• Requirement: Retype all of the entries precisely.
Content starts
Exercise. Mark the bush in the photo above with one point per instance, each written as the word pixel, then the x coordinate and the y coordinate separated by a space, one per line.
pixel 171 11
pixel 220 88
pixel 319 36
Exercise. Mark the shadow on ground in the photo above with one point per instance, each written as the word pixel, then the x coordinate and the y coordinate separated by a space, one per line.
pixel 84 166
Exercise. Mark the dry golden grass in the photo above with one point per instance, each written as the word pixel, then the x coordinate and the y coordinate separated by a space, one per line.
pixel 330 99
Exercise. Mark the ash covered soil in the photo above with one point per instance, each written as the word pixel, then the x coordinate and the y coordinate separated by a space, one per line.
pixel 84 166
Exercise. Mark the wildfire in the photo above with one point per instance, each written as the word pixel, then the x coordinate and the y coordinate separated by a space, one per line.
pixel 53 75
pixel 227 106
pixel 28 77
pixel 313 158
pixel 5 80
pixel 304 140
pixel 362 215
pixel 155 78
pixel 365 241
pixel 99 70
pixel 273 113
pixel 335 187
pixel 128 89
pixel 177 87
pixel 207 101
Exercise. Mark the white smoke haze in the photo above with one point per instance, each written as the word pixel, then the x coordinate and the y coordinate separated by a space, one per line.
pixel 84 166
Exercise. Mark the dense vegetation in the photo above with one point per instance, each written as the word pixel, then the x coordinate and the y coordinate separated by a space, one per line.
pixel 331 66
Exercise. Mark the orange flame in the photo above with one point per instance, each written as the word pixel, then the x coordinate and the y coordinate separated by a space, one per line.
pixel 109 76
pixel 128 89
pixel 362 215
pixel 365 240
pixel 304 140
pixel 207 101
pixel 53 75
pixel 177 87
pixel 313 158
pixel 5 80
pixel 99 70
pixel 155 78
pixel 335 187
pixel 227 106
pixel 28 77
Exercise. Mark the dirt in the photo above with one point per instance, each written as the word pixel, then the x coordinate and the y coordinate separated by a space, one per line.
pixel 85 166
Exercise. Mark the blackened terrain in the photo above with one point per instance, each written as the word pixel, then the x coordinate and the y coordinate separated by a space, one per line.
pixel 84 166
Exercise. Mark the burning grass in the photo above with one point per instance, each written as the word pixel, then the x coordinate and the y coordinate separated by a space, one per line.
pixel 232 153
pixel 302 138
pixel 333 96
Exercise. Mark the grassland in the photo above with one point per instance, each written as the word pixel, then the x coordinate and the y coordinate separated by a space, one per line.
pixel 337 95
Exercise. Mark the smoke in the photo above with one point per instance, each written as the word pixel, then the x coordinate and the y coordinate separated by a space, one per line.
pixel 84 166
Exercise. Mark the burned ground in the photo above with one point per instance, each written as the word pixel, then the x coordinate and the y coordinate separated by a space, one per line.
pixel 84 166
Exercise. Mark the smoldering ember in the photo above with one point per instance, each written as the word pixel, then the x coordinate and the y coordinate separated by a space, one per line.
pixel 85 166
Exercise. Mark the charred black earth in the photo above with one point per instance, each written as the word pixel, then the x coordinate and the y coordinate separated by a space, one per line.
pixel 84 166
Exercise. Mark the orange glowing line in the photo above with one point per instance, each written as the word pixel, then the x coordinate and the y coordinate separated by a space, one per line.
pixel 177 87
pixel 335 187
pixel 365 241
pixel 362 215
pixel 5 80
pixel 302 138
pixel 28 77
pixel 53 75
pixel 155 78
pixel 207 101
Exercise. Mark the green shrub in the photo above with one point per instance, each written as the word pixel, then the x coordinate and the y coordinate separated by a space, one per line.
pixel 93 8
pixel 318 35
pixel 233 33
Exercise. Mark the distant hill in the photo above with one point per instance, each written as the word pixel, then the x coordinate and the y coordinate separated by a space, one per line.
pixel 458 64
Content ends
• Exercise solution:
Exercise. Mark the bush in the photo above with one point per instance, each written as the word pixel, then the x coordinate and the y coordinate separated by a space, one per line.
pixel 171 11
pixel 220 88
pixel 319 36
Exercise. Mark the shadow on ground in the photo above with one point per instance, each written as the word pixel, then the x coordinate and the y coordinate separated by a space, one per line.
pixel 84 166
Exercise. Mark the dry golden grass in the photo above with one point per instance, each written as the word pixel, then the x coordinate and the y coordinate separated by a space, one per line.
pixel 330 99
Exercise. Mark the ash covered soil in the photo above with one point per instance, each written as the word pixel, then the x coordinate and the y coordinate separated by a space, one per line.
pixel 84 166
Exercise. Mark the wildfire in the photo above with one point per instance, each written as the word pixel, then the x coordinate and the y coordinate separated by a space, one per line.
pixel 53 75
pixel 227 106
pixel 28 77
pixel 313 158
pixel 5 80
pixel 304 140
pixel 362 215
pixel 155 78
pixel 365 241
pixel 99 70
pixel 273 113
pixel 335 187
pixel 128 89
pixel 177 87
pixel 207 101
Exercise. Mark the white smoke haze in the photo above with one point per instance, each written as the word pixel, then the x coordinate and the y coordinate separated by a space, one per line.
pixel 84 166
Exercise. Mark the dense vegetation in the photo above with one point per instance, each written as the word pixel, then the x coordinate and the y coordinate separated by a space, one per line.
pixel 331 66
Exercise. Mark the orange flame in the photo above with one point per instance, each written as the word pixel, then the x coordinate and the y coordinate separated by a space, one per line.
pixel 109 76
pixel 128 89
pixel 362 215
pixel 365 240
pixel 304 140
pixel 207 101
pixel 53 75
pixel 177 87
pixel 313 158
pixel 5 80
pixel 99 70
pixel 155 78
pixel 335 187
pixel 227 106
pixel 28 77
Exercise. Mark the dirt in the photo above with one point per instance, each written as the word pixel, then the x coordinate and the y coordinate separated by a space, one per line.
pixel 85 166
Exercise. Mark the blackened terrain in the photo above with one point per instance, each written as the word pixel, then the x coordinate and the y coordinate separated by a space, one per line.
pixel 84 166
Exercise. Mark the burning grass in the photo above with one point per instance, each written as the word pixel, then the x coordinate and the y coordinate separated by a space, one per line.
pixel 232 153
pixel 302 138
pixel 333 96
Exercise. Mark the grassland in the photo above with one point per instance, each written as the word pixel, then the x coordinate and the y coordinate separated by a space, one per line.
pixel 337 95
Exercise. Mark the smoke in the photo above with one point per instance, each written as the word pixel, then the x coordinate and the y coordinate separated by a space, one per line.
pixel 84 166
Exercise. Mark the burned ground in the photo above with one point per instance, each written as the word pixel, then the x coordinate and the y coordinate separated by a space, one per line.
pixel 84 166
Exercise. Mark the smoldering ember in the photo above with one point per instance, each written as the word pixel, then the x coordinate and the y coordinate separated by a space, one per line.
pixel 85 166
Exercise. Mark the charred black earth in the photo above with one point per instance, each written as the word pixel, then the x coordinate and the y coordinate separated by a space, one per line.
pixel 84 166
Exercise. Mark the orange glowing line in the photo above with one point per instance, each written as the word pixel, then the x coordinate and the y coordinate separated by a space, one per line.
pixel 177 87
pixel 335 187
pixel 365 241
pixel 362 215
pixel 5 80
pixel 302 138
pixel 28 77
pixel 53 75
pixel 155 78
pixel 207 101
Exercise. Mark the green shrub in the photo above with one point per instance, each written as the word pixel, then the x coordinate and the y coordinate separated by a space, one per line.
pixel 93 8
pixel 318 35
pixel 233 33
Exercise. Mark the distant hill in the photo above with one point per instance, each written as the word pixel, then the x coordinate and the y coordinate separated by a space, one per line.
pixel 458 64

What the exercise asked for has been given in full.